◆ **What to do**
Continue the forum thread about keeping a list of UberEats customers who tip little or nothing, starting right after its last line.

◆ **Given passage**
* Start *
# UberEats: keep a list of low/no tippers



## MadTownUberD (Mar 11, 2017)

We all know that UberEats customers tend to tip better than UberX customers. There is just something about food delivery that engenders tipping. In fact, I'd say, depending on the market I drive in, low/no tips are only about 5% of my deliveries.

Since low/no tippers really throw off my hourly rate, I've begun writing down the customer's name for each trip (since it can't be seen later), as well as time and distance from restaurant to drop-off when I swipe Start Delivery (I don't worry about distance from ping to restaurant since it varies). I then enter all these into a spreadsheet, divide tip by time to drop-off, and that gives me a $/min "rate" for the tip. Usually this is at least $0.30/min and I've seen >$2/min, for a really close drop-off with a nice high tip.

I don't worry about the $/mile "rate" for the tip, since that's covered by the fare, and I have other reasons for wanting to accumulate business miles...

My intent is to memorize or publish a list of these low/no tippers for my own personal use. Should I get a request from one of these ungrateful souls in the future, depending on direction of delivery (and how desperate I am), I may wait for a minute or two and then cancel. This should not drive up my cancellation rate much because it wouldn't happen very often.

Anyone else employ a similar technique?


----------



## tohunt4me (Nov 23, 2015)

MadTownUberD said:


> We all know that UberEats customers tend to tip better than UberX customers. There is just something about food delivery that engenders tipping. In fact, I'd say, depending on the market I drive in, low/no tips are only about 5% of my deliveries.
* End *
◆ **Material supplied**
* Start *
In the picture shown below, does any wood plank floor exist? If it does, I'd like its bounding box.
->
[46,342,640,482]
* End *
* Start *
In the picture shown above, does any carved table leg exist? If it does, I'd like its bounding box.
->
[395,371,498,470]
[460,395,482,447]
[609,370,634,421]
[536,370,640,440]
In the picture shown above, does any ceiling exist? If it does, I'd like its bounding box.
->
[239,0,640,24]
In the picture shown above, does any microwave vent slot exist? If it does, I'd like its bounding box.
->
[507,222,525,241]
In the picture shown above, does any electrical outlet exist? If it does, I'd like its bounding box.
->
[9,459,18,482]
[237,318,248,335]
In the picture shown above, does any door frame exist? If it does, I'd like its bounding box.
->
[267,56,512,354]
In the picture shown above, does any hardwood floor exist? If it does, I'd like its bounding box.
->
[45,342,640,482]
* End *
◆ **Task output**
> 
> Since low/no tippers really throw off my hourly rate, I've begun writing down the customer's name for each trip (since it can't be seen later), as well as time and distance from restaurant to drop-off when I swipe Start Delivery (I don't worry about distance from ping to restaurant since it varies). I then enter all these into a spreadsheet, divide tip by time to drop-off, and that gives me a $/min "rate" for the tip. Usually this is at least $0.30/min and I've seen >$2/min, for a really close drop-off with a nice high tip.
> 
> ...


Non Tippers MUST SUFFER !


----------



## MadTownUberD (Mar 11, 2017)

tohunt4me said:


> Non Tippers MUST SUFFER !


"Why is my food always cold?"

Hang on though, i might be screwing the next driver with a complaint if i hesitate before canceling. I'll have to think this through...


----------



## PeAceMaKer769 (Jan 16, 2017)

MadTownUberD said:


> We all know that UberEats customers tend to tip better than UberX customers. There is just something about food delivery that engenders tipping. In fact, I'd say, depending on the market I drive in, low/no tips are only about 5% of my deliveries.
> 
> Since low/no tippers really throw off my hourly rate, I've begun writing down the customer's name for each trip (since it can't be seen later), as well as time and distance from restaurant to drop-off when I swipe Start Delivery (I don't worry about distance from ping to restaurant since it varies). I then enter all these into a spreadsheet, divide tip by time to drop-off, and that gives me a $/min "rate" for the tip. Usually this is at least $0.30/min and I've seen >$2/min, for a really close drop-off with a nice high tip.
> 
> ...


I think about this but a little simpler. I have only had the same customer in thousands of trips three times. Maybe ten customers twice. Rest once. So it doesn't help to look for customers.

However, I would do this strategy for restaurants. Similar types of people tend to order from the same restaurants. And more importantly, their order size is adjusted.

So you also can look at menus and look for places that cost more. Tips will tend to be higher.

I haven't don't any math on this but I suppose you could.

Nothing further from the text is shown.